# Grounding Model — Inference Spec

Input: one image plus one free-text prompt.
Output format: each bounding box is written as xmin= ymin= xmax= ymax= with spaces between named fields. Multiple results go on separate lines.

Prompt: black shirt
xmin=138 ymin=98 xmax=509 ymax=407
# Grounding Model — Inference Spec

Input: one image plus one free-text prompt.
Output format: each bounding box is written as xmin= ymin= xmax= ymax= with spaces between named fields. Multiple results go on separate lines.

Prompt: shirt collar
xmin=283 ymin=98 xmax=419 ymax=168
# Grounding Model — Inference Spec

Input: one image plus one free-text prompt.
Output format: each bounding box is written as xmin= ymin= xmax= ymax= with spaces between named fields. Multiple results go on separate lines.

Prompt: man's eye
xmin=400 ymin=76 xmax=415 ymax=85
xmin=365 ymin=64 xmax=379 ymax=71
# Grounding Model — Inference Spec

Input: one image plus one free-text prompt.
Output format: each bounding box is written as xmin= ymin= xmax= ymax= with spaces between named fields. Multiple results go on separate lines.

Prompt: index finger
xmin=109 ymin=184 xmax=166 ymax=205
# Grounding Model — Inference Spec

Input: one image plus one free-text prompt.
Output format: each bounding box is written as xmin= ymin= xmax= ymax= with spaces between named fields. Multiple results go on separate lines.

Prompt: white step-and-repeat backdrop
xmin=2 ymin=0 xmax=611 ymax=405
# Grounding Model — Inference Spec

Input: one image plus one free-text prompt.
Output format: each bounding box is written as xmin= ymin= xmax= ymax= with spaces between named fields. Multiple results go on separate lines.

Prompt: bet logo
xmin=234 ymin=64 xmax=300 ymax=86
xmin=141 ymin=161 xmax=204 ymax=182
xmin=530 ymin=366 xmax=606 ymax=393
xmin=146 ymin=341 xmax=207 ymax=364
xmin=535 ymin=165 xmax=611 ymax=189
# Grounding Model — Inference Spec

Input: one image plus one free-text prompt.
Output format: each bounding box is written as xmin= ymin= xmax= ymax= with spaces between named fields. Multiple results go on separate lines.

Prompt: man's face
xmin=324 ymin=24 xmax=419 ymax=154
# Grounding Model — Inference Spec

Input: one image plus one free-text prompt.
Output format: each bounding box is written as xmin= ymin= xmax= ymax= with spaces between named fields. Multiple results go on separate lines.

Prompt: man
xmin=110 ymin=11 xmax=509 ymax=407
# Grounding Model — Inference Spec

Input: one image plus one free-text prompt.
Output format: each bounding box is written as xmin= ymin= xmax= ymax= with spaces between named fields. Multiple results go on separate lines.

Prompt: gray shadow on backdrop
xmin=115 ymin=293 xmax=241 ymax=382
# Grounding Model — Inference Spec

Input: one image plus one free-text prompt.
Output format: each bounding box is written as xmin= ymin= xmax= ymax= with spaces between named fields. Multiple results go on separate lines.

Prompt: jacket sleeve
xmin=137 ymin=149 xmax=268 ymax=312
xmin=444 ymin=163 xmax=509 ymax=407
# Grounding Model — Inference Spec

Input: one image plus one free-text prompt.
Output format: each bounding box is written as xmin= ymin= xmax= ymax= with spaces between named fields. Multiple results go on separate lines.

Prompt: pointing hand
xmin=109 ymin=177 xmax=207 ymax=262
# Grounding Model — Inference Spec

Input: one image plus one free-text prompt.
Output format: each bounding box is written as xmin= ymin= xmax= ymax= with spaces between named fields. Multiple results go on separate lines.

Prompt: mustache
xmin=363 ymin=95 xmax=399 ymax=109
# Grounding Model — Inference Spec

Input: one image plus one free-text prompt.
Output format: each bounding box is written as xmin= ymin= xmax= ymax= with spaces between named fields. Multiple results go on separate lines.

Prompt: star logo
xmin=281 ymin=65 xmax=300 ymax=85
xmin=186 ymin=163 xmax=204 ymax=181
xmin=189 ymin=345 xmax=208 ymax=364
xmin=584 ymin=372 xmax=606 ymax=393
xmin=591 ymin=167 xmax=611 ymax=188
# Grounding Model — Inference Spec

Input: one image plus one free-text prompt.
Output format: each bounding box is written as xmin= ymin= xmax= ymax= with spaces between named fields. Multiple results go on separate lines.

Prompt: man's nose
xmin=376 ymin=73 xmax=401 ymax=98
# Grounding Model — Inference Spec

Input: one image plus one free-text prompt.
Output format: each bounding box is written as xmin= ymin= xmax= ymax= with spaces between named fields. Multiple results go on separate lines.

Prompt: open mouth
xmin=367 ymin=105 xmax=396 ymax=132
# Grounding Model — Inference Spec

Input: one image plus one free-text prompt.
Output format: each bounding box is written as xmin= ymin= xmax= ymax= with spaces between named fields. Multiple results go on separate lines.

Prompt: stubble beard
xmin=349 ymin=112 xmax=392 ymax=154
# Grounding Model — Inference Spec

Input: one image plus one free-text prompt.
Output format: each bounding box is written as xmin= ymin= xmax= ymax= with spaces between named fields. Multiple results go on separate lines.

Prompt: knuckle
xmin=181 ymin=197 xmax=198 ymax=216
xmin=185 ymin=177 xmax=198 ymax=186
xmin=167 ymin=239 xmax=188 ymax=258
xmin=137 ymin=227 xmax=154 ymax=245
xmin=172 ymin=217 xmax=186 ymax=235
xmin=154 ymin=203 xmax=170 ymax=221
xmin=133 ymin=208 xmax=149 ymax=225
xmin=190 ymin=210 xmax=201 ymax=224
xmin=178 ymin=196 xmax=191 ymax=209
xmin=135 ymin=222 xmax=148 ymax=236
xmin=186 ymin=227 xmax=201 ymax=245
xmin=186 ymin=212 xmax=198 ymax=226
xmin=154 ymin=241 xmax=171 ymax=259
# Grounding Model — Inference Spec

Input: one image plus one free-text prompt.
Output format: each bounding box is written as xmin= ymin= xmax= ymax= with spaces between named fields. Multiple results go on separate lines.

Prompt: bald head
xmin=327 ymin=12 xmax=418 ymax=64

^^^^^^^^^^^^^^^^

TASK INSTRUCTIONS:
Every entry must appear in the answer exactly as written.

COMPLETED TASK:
# Grounding Model — Inference Spec

Input: one image plus one free-text prompt.
Output format: each bounding box is written as xmin= ymin= xmax= ymax= with spaces between named fields. Multiple results go on separate lines.

Prompt: black shirt
xmin=138 ymin=98 xmax=509 ymax=407
# Grounding Model — Inference Spec

Input: one image plus one free-text prompt.
Output format: each bounding box is written as xmin= ymin= xmax= ymax= with spaces between named fields. Multiple results go on separate lines.

Prompt: shirt collar
xmin=283 ymin=98 xmax=419 ymax=168
# Grounding Model — Inference Spec

Input: one image plus one free-text prompt.
Output format: each bounding box is written as xmin= ymin= xmax= ymax= with spaces between named fields. Multiple results go on separate lines.

Prompt: man's eye
xmin=400 ymin=76 xmax=415 ymax=85
xmin=365 ymin=64 xmax=379 ymax=71
# Grounding Model — Inference Spec

Input: one image plus one free-text prompt.
Output format: each bounding box is written as xmin= ymin= xmax= ymax= with spaces between named fields. Multiple results go on separate lines.

Prompt: index finger
xmin=109 ymin=184 xmax=166 ymax=205
# Grounding Model — Inference Spec

Input: one image plus one free-text prompt.
Output format: each bounding box is written as xmin= ymin= xmax= ymax= with spaces between named fields. Multiple results go on separate lines.

Prompt: white step-and-repeat backdrop
xmin=2 ymin=0 xmax=611 ymax=405
# Grounding Model — Inference Spec

Input: one image plus one free-text prompt.
Output format: each bounding box is written as xmin= ymin= xmax= ymax= with spaces between named fields. Multiple results go on separate lines.

Prompt: bet logo
xmin=234 ymin=64 xmax=300 ymax=86
xmin=141 ymin=161 xmax=204 ymax=182
xmin=530 ymin=366 xmax=606 ymax=393
xmin=146 ymin=341 xmax=207 ymax=364
xmin=535 ymin=165 xmax=611 ymax=189
# Grounding Model — Inference Spec

Input: one image plus one free-text prompt.
Output format: each bounding box is written as xmin= ymin= xmax= ymax= with spaces between named fields. Multiple results go on separate lines.

Prompt: man's face
xmin=324 ymin=24 xmax=419 ymax=154
# Grounding Model — Inference Spec

Input: one image plus one free-text prompt.
Output format: each bounding box is written as xmin= ymin= xmax= ymax= with spaces between named fields. Multiple results go on separate lines.

Prompt: man
xmin=110 ymin=11 xmax=509 ymax=407
# Grounding Model — Inference Spec

Input: one image plus one free-text prompt.
Output format: each bounding box is written as xmin= ymin= xmax= ymax= with spaces between named fields. Multiple results go on separate lines.

Prompt: gray shadow on backdrop
xmin=115 ymin=293 xmax=241 ymax=382
# Grounding Model — Inference Spec

Input: one image plus one free-text prompt.
Output format: each bounding box is written as xmin= ymin= xmax= ymax= with spaces between named fields. Multiple results go on separate lines.

Prompt: jacket sleeve
xmin=137 ymin=149 xmax=268 ymax=312
xmin=444 ymin=163 xmax=509 ymax=407
# Grounding Model — Inference Spec

Input: one image plus one free-text prompt.
Output format: each bounding box is written as xmin= ymin= xmax= ymax= with spaces between named fields. Multiple results go on separate lines.

Prompt: pointing hand
xmin=109 ymin=177 xmax=207 ymax=262
# Grounding Model — Inference Spec

Input: one image plus one free-text prompt.
Output format: each bounding box is written as xmin= ymin= xmax= ymax= with spaces between named fields. Multiple results go on separate lines.

Prompt: mustache
xmin=363 ymin=95 xmax=399 ymax=109
# Grounding Model — Inference Spec

Input: one image plus one free-text prompt.
Output format: each bounding box is written as xmin= ymin= xmax= ymax= with spaces between named fields. Multiple results go on separate lines.

Prompt: star logo
xmin=281 ymin=65 xmax=300 ymax=85
xmin=186 ymin=163 xmax=204 ymax=181
xmin=189 ymin=345 xmax=208 ymax=364
xmin=584 ymin=372 xmax=606 ymax=393
xmin=591 ymin=167 xmax=611 ymax=188
# Grounding Model — Inference Spec

Input: one image plus one free-text prompt.
Output format: each bounding box is written as xmin= ymin= xmax= ymax= with spaces between named fields. Multiple results go on separate lines.

Prompt: man's nose
xmin=376 ymin=73 xmax=401 ymax=98
# Grounding Model — Inference Spec

Input: one image plus one free-text prompt.
Output format: each bounding box is written as xmin= ymin= xmax= ymax= with spaces between named fields. Multiple results go on separate lines.

Prompt: open mouth
xmin=367 ymin=105 xmax=396 ymax=132
# Grounding Model — Inference Spec

Input: one image plus one free-text prompt.
Output format: each bounding box is written as xmin= ymin= xmax= ymax= with spaces between named fields. Multiple results go on separate lines.

Prompt: stubble beard
xmin=349 ymin=112 xmax=392 ymax=154
# Grounding Model — Inference Spec

Input: one image plus one free-text prompt.
Output format: each bounding box is written as xmin= ymin= xmax= ymax= with spaces between named fields. Multiple results go on separate lines.

Prompt: knuckle
xmin=181 ymin=197 xmax=198 ymax=216
xmin=185 ymin=177 xmax=198 ymax=186
xmin=167 ymin=239 xmax=188 ymax=258
xmin=137 ymin=227 xmax=154 ymax=245
xmin=172 ymin=217 xmax=186 ymax=235
xmin=154 ymin=203 xmax=170 ymax=221
xmin=133 ymin=208 xmax=149 ymax=225
xmin=190 ymin=210 xmax=201 ymax=224
xmin=178 ymin=196 xmax=191 ymax=209
xmin=135 ymin=222 xmax=148 ymax=236
xmin=186 ymin=227 xmax=201 ymax=245
xmin=186 ymin=212 xmax=198 ymax=226
xmin=154 ymin=241 xmax=171 ymax=259
# Grounding Model — Inference Spec

Input: one image plus one free-text prompt.
Output format: each bounding box is written as xmin= ymin= xmax= ymax= with spaces between named fields. Multiple results go on separate lines.

Prompt: bald head
xmin=327 ymin=12 xmax=418 ymax=64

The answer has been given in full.